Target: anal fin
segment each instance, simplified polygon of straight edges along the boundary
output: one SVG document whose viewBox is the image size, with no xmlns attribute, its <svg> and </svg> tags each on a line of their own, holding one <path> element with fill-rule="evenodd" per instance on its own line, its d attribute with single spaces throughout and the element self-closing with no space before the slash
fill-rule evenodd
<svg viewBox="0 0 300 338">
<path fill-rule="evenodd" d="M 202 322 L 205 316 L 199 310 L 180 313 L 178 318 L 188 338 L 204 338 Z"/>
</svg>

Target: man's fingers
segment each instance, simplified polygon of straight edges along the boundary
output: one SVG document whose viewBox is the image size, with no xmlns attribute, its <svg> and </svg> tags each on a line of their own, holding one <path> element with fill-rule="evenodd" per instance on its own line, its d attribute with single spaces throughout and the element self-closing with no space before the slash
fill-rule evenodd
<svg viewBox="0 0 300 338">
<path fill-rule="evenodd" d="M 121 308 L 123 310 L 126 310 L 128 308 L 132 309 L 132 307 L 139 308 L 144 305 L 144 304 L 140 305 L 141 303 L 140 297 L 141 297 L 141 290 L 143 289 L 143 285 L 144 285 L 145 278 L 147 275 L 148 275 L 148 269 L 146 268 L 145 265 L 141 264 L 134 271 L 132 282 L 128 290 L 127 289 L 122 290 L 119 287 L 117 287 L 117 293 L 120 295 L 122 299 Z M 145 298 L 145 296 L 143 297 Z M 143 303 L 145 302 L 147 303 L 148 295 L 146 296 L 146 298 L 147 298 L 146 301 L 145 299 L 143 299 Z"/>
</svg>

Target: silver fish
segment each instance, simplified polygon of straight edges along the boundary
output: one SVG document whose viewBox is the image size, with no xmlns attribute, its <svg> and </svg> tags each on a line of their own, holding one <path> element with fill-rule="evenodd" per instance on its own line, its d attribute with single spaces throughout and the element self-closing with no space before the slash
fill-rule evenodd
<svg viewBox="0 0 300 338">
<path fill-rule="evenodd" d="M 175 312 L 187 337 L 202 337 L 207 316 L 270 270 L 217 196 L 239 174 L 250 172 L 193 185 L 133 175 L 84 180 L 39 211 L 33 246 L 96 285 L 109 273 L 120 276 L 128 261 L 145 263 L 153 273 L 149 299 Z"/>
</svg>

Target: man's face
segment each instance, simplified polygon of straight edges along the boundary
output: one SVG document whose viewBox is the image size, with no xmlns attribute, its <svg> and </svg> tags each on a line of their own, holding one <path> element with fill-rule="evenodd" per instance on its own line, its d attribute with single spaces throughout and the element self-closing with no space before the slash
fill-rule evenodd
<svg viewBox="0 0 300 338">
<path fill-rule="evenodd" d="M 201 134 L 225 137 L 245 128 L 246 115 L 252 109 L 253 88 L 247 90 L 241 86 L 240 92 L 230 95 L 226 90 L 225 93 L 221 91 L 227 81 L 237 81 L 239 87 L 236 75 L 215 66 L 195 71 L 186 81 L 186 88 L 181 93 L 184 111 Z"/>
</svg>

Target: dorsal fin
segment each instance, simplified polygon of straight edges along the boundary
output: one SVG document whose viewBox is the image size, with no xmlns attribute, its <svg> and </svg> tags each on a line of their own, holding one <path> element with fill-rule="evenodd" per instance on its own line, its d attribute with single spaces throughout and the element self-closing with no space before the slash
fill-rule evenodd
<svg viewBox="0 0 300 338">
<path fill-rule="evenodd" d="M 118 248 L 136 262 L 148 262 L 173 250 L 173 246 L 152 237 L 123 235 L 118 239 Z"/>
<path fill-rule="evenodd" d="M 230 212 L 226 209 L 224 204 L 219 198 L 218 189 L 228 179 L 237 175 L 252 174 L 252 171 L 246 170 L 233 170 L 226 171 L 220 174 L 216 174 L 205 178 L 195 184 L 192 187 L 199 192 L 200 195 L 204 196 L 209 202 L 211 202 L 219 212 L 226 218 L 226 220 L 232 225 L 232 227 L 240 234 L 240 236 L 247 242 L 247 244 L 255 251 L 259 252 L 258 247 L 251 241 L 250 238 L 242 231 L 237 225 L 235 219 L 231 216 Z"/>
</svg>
····················
Could you reproduce all of the records above line for line, with nothing changed?

Target: anal fin
segment each instance, simplified polygon of straight edges along the boundary
output: one SVG document whose viewBox is the image size, with no xmlns attribute, its <svg> and </svg> tags each on a line of their own, holding one <path> element with fill-rule="evenodd" per instance on its own line, its d attribute with single spaces throughout and the element self-closing with no space before the slash
fill-rule evenodd
<svg viewBox="0 0 300 338">
<path fill-rule="evenodd" d="M 202 322 L 205 316 L 199 310 L 180 313 L 178 318 L 188 338 L 204 338 Z"/>
</svg>

Target: man's fingers
segment each instance, simplified polygon of straight edges along the boundary
output: one SVG document whose viewBox is the image size, with no xmlns attribute, its <svg> and </svg> tags each on a line of their own, holding one <path> element with fill-rule="evenodd" per instance on its own line, its d attribute with single spaces throughout and the element self-closing with no space before the slash
fill-rule evenodd
<svg viewBox="0 0 300 338">
<path fill-rule="evenodd" d="M 121 308 L 123 310 L 126 310 L 128 308 L 132 309 L 132 307 L 139 308 L 144 305 L 144 304 L 140 305 L 141 303 L 140 297 L 141 297 L 141 290 L 143 289 L 143 285 L 144 285 L 145 278 L 147 275 L 148 275 L 148 269 L 146 268 L 145 265 L 141 264 L 134 271 L 132 282 L 128 290 L 127 289 L 122 290 L 119 287 L 117 287 L 117 293 L 120 295 L 122 299 Z M 145 298 L 145 296 L 143 297 Z M 143 303 L 145 302 L 147 303 L 148 295 L 146 296 L 146 298 L 147 298 L 146 301 L 145 299 L 143 299 Z"/>
</svg>

Target: silver fish
segment each instance, simplified polygon of straight edges along the boundary
output: one SVG document whose viewBox is the image size, with no xmlns attribute, its <svg> and </svg> tags each on a line of their own, holding one <path> element with fill-rule="evenodd" per instance on its own line, its d attribute with single spaces throughout and the element self-closing with no space before the slash
fill-rule evenodd
<svg viewBox="0 0 300 338">
<path fill-rule="evenodd" d="M 175 312 L 187 337 L 202 337 L 207 316 L 270 270 L 217 196 L 239 174 L 250 172 L 193 185 L 133 175 L 84 180 L 39 211 L 33 246 L 96 285 L 109 273 L 120 276 L 128 261 L 145 263 L 153 273 L 149 299 Z"/>
</svg>

Target: man's face
segment each instance, simplified polygon of straight edges along the boundary
output: one SVG document whose viewBox is the image size, with no xmlns attribute, its <svg> and </svg> tags each on a line of their own, holding one <path> element with fill-rule="evenodd" per instance on its own line, its d attribute with single spaces throughout and the element self-closing with no space before the slash
fill-rule evenodd
<svg viewBox="0 0 300 338">
<path fill-rule="evenodd" d="M 201 134 L 225 137 L 245 128 L 246 115 L 252 109 L 253 88 L 247 90 L 241 86 L 240 92 L 230 95 L 226 90 L 225 93 L 221 91 L 227 81 L 237 81 L 239 87 L 236 75 L 215 66 L 195 71 L 186 81 L 186 88 L 181 93 L 184 111 Z"/>
</svg>

Target: dorsal fin
segment each instance, simplified polygon of straight edges along the boundary
output: one SVG document whose viewBox is the image size, with no xmlns attribute, its <svg> and </svg> tags each on a line of their own, holding one <path> element with fill-rule="evenodd" per instance on its own line, its d attribute with single spaces throughout and the element self-closing with no space before the slash
fill-rule evenodd
<svg viewBox="0 0 300 338">
<path fill-rule="evenodd" d="M 118 248 L 136 262 L 148 262 L 173 250 L 173 246 L 152 237 L 123 235 L 118 239 Z"/>
<path fill-rule="evenodd" d="M 230 212 L 226 209 L 224 204 L 219 198 L 218 189 L 228 179 L 237 175 L 252 174 L 252 171 L 246 170 L 233 170 L 226 171 L 220 174 L 216 174 L 205 178 L 195 184 L 192 187 L 199 192 L 200 195 L 204 196 L 209 202 L 211 202 L 219 212 L 226 218 L 226 220 L 232 225 L 232 227 L 240 234 L 240 236 L 247 242 L 247 244 L 255 251 L 259 252 L 258 247 L 251 241 L 250 238 L 242 231 L 237 225 L 235 219 L 231 216 Z"/>
</svg>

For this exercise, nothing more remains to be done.